• _SOURCE PASSAGE_:
There is an interesting chart in the Kenya National Bureau and Statistics Facts and Figures Presentation, 2012 (available on their website). It is a chart of the percentage allocated to education from the national budget, which seems to be going down.

Of course this could easily be diffused by recalling the fact that the budget has actually been going down, but that isn’t my point. How do we measure educational outcomes?
Is it enough to simply say that we are pouring money by the truckload into the education ministry and more children are going to school and claim to have sorted out the education system?

There have been annual reports of how children are failing to acquire basic numeracy and literacy skills in their formative years. The universality of education has been a good thing, but its efficacy is in question.

The government is spending a fortune on teachers and not enough on building schools. It could claim to increase spending on schools, but if the money ends up in paying teachers’ salaries, it will amount to nothing.

Records from a data collection
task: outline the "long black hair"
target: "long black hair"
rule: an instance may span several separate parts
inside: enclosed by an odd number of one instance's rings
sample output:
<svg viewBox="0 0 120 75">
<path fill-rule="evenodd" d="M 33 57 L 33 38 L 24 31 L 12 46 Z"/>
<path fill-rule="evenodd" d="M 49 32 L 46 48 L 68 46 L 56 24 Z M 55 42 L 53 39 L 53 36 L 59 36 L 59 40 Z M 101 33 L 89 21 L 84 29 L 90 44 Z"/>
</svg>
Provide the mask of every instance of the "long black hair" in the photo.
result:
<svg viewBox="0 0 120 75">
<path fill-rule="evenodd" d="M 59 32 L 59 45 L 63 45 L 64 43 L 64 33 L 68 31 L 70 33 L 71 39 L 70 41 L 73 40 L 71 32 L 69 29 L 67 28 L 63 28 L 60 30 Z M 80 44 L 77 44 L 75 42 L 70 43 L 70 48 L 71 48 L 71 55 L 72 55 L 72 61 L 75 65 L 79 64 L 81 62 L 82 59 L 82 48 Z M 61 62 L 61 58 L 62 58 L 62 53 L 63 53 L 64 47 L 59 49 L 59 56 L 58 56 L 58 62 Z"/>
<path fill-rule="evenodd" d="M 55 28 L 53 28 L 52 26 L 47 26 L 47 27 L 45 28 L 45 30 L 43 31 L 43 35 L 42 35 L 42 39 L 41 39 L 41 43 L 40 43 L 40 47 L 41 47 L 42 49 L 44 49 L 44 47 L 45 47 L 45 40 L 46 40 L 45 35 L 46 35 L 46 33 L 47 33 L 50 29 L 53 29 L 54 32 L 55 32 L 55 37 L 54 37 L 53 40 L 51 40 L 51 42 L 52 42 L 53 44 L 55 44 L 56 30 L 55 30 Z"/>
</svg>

• _PROBLEMS TO WORK ON_:
- A) Please write out all the records again, requests included, increasing every number in the answer outlines (the viewBox values and the path coordinates) by 84.
- B) Continue the passage on Kenya's education spending after its last sentence.
The text and the records are unrelated pieces of material.

• _TASK RESULTS_:
- A)
task: outline the "long black hair"
target: "long black hair"
rule: an instance may span several separate parts
inside: enclosed by an odd number of one instance's rings
sample output:
<svg viewBox="0 0 120 75">
<path fill-rule="evenodd" d="M 33 57 L 33 38 L 24 31 L 12 46 Z"/>
<path fill-rule="evenodd" d="M 49 32 L 46 48 L 68 46 L 56 24 Z M 55 42 L 53 39 L 53 36 L 59 36 L 59 40 Z M 101 33 L 89 21 L 84 29 L 90 44 Z"/>
</svg>
Provide the mask of every instance of the "long black hair" in the photo.
result:
<svg viewBox="84 84 204 159">
<path fill-rule="evenodd" d="M 143 116 L 143 129 L 147 129 L 148 127 L 148 117 L 152 115 L 154 117 L 155 123 L 154 125 L 157 124 L 155 116 L 153 113 L 151 112 L 147 112 L 144 114 Z M 164 128 L 161 128 L 159 126 L 154 127 L 154 132 L 155 132 L 155 139 L 156 139 L 156 145 L 159 149 L 163 148 L 165 146 L 166 143 L 166 132 Z M 145 146 L 145 142 L 146 142 L 146 137 L 147 137 L 148 131 L 143 133 L 143 140 L 142 140 L 142 146 Z"/>
<path fill-rule="evenodd" d="M 139 112 L 137 112 L 136 110 L 131 110 L 131 111 L 129 112 L 129 114 L 127 115 L 127 119 L 126 119 L 126 123 L 125 123 L 125 127 L 124 127 L 124 131 L 125 131 L 126 133 L 128 133 L 128 131 L 129 131 L 129 124 L 130 124 L 129 119 L 130 119 L 130 117 L 131 117 L 134 113 L 137 113 L 138 116 L 139 116 L 139 121 L 138 121 L 137 124 L 135 124 L 135 126 L 136 126 L 137 128 L 139 128 L 140 114 L 139 114 Z"/>
</svg>

- B)
More money could just lead to fraud, waste and abuse. The money could be gummed up in bureaucracy and setting up workshops and not spent on the coalface of education. We need better management systems for the money we put in education.

Education is more about social outcomes and not how much money you sink into the venture. Good education saves money in the long run. It truly is an investment that pays back richly. We would not have to hire foreigners to design our roads or run our companies.

At a time when labour is increasingly more mobile and the borders are particularly porous to the highly skilled, the cost of not getting education right is for our country to be run by foreign technocrats.